▶ [Extracted text]:
<<<<

Bellemaria Surviving PTSD and Major Depressive Disorders
Mental Health Disorders and PTSD
I have seen and read so many articles about Post Traumatic Stress Disorder (PTSD) and want to put into words my own experiences and tell you that it is NOT something that will fix itself or get better with time.
I'm in my mid-fifties, still young enough to remember people whispering about someone that has a "brain" problem, that they are crazy. It was something that was only whispered about and not something that could or would be brought up in a conversation except in the most private and confidential circumstances, and even rarely then. Recent years, recent wars that have happened in the world, have caused a "brain" malfunction to be talked about, to be blamed for actions that people do. Most topics are about service people that have come back from active duty and commit a crime, usually serious, and the crime gets blamed on a flash-back from the war. I have listened to a lot of people say that this is a sad occurrence, and those that say that it was just an excuse being used to justify their actions. PTSD is REAL, and it can be helped.

>>>>

▶ [Task details]: Please continue the personal essay on PTSD and depression, picking up right after its last sentence.

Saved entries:
<<<<

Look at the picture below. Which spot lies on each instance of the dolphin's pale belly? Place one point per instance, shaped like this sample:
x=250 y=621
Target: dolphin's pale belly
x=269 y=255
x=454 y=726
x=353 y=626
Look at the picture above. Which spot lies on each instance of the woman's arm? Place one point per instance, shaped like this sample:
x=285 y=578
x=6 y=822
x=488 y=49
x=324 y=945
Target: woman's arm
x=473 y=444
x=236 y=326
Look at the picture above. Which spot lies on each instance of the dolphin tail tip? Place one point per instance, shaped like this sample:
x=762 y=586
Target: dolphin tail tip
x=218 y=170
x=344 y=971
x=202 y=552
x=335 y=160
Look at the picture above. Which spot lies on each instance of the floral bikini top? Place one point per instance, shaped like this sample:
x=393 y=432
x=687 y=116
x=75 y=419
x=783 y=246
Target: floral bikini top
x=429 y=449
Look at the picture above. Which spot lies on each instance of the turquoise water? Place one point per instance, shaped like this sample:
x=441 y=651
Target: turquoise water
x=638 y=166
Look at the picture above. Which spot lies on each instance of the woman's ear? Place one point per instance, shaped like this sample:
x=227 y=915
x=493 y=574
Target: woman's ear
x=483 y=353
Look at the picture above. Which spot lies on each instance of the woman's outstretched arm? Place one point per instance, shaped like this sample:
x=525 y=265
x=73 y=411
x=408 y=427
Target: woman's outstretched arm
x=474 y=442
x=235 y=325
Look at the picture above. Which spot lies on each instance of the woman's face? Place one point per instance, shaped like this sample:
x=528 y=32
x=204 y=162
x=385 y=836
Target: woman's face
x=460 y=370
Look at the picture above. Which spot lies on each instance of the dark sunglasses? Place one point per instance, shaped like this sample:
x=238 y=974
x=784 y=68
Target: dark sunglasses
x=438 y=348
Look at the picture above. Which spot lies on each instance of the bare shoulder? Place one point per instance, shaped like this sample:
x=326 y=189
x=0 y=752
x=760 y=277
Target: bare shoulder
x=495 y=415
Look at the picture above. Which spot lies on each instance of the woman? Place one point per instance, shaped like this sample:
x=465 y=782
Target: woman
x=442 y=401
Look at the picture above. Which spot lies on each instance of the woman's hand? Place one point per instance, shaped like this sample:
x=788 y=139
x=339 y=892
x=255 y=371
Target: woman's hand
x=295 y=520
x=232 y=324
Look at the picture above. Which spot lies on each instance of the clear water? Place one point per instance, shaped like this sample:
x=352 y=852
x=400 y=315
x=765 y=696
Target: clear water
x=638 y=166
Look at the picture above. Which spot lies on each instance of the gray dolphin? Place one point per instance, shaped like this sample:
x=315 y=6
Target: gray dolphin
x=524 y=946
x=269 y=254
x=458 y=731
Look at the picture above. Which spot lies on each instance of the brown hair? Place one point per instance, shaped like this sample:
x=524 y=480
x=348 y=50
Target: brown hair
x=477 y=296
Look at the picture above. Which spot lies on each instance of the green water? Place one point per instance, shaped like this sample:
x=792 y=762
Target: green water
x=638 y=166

>>>>

▶ [Answer section]:
My father was in the Army during the Korean Conflict. He was a muleskinner on the Burma Trail....very dangerous. When the young men he served with were recruited, they were told it was a very dangerous mission, and that they prefer the volunteers to be single men without families since it was NOT likely they would come back. I'm here to tell you that a lot of them did come back. They were fighting the Japanese, they could not use guns as it would bring attention to them and what they were doing. How did they defend themselves? Yes, they killed the enemy with their hands. Murders happen all the time in the U.S. Hardly a day goes by when some kind of killing isn't the headlines in the news. The service people that did the killing in the wars are NOT criminals, at least before they went. The things that they saw and did, for survival, aren't often talked about at the Sunday dinner table. When my father came back from the War, they placed him in a hospital on the ocean in Pismo Beach, California. Mental health. No drugs, no one on one talking, just peace. When I was a child, eight years old, my father came home drunk one evening. In the dark hallway of our house my mother was walking towards him. He thought she was Japanese, one of the bad guys. He attacked her and was shouting "I'll Kill YOU". He beat her black and blue before she got away from him. Her worst memory of the incident was hearing me on the phone calling the sheriff's office, telling them that "my daddy was killing my mommy." Quite a thing to hear your child saying about what's happening to you.
I could go on and on about the things that happened, but I think you get an idea. He had mental flashbacks that caused violence, things that weren't in him before he went, but he wanted to serve his county. What about us though? What about us that were subjected to the pain and torture that that twisted mind had lived with? I have been diagnosed with Major Depressive Disorder. I take strong anti-depressants that help me function to the best of my abilities. I work, I have friends, but I always worry.....what do they think of me? They have no way of knowing how I grew up, that I could never take friends home because I didn't know if he would be my dad, or some survivor from the war. My brother, who got it worse than I did, didn't do as well as I have. He turned to drugs, he was involved in crime, for years he was an angry young man that had NO example of how a man was really supposed to be since he never had an example to follow. It has been thirty-three years since my father died, of colon cancer, and to this day if I bring him up to my brother, all he can do is cry and say he was a bad man.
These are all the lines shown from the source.